— Enunciado da tarefa —
Transcreva da notícia abaixo, sobre a conversa de Mauro Cid, o trecho entre "Uma conversa interceptada" e "pelo portal UOL.", inclusive.

— Texto de estudo —

Uma conversa interceptada pela Polícia Federal (PF) entre o tenente-coronel Mauro Cid, ex-ajudante de ordens do ex-presidente Jair Bolsonaro, e uma assessora de Michelle Bolsonaro sugere uma orientação de pagamento para despesas da então primeira-dama. De acordo com áudios de WhatsApp, o militar demonstrava preocupação de que o ato relatado por ele fosse interpretado como um esquema de rachadinha, citando uma investigação a qual o senador Flávio Bolsonaro foi alvo no Ministério Público do Rio de Janeiro. A transcrição dos áudios obtidos pela PF foi revelada pelo portal UOL.
Mauro Cid foi preso no dia 3 de maio em uma operação da PF sobre fraudes em certificados de vacinação contra a covid-19 no sistema do Ministério da Saúde.
— Se ela (Michelle) perguntar pra você ou falar alguma coisa ou comentar, é importante ressaltar com ela que é o comprovante que ela tem. É um comprovante de depósito, é comprovante de pagamento. Não é um comprovante dela pagando nem do presidente pagando. Entendeu? É um comprovante que alguém tá pagando. Tanto que a gente saca o dinheiro e dá pra ela pagar ou sei lá quem paga ali. Então não tem como comprovar que esse dinheiro efetivamente sai da conta do presidente. É a mesma coisa do Flávio — disse Mauro Cid, em 25 de novembro de 2020, a Giselle dos Santos Carneiro da Silva, assessora da então primeira-dama, de acordo com áudio obtido pela PF.

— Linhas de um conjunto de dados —
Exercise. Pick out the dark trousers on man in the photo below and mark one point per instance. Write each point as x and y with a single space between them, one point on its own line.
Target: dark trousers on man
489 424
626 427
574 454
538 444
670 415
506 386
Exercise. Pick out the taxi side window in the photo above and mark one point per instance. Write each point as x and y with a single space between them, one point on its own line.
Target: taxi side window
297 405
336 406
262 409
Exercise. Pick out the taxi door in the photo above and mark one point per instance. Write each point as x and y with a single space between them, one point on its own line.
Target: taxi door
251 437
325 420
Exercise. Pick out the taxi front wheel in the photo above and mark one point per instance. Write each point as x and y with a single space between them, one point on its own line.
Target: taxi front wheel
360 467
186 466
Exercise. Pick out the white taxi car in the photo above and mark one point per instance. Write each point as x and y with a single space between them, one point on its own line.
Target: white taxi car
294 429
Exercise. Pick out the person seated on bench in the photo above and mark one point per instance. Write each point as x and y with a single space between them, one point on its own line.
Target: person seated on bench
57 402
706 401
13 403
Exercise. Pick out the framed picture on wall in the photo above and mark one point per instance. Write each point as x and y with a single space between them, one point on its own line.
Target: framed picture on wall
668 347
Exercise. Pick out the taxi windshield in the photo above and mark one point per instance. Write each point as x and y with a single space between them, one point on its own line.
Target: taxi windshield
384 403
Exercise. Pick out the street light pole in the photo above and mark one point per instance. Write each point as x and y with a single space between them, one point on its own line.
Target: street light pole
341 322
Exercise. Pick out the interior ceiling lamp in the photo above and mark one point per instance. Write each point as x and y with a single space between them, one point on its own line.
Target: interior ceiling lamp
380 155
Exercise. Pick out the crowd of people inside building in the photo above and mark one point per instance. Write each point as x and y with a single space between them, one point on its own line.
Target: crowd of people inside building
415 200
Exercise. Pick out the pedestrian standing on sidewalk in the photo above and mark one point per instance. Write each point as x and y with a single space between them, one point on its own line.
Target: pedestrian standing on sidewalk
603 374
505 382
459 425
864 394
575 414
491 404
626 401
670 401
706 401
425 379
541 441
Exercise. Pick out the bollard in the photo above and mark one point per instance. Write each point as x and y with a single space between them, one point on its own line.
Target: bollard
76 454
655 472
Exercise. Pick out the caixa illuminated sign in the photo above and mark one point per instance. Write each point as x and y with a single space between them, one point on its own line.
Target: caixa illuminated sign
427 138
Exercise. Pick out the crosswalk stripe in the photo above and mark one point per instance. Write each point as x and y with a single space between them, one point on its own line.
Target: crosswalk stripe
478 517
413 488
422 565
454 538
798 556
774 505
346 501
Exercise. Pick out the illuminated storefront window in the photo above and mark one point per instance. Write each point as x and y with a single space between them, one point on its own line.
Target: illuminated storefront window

— Resolução —
Uma conversa interceptada pela Polícia Federal (PF) entre o tenente-coronel Mauro Cid, ex-ajudante de ordens do ex-presidente Jair Bolsonaro, e uma assessora de Michelle Bolsonaro sugere uma orientação de pagamento para despesas da então primeira-dama. De acordo com áudios de WhatsApp, o militar demonstrava preocupação de que o ato relatado por ele fosse interpretado como um esquema de rachadinha, citando uma investigação a qual o senador Flávio Bolsonaro foi alvo no Ministério Público do Rio de Janeiro. A transcrição dos áudios obtidos pela PF foi revelada pelo portal UOL.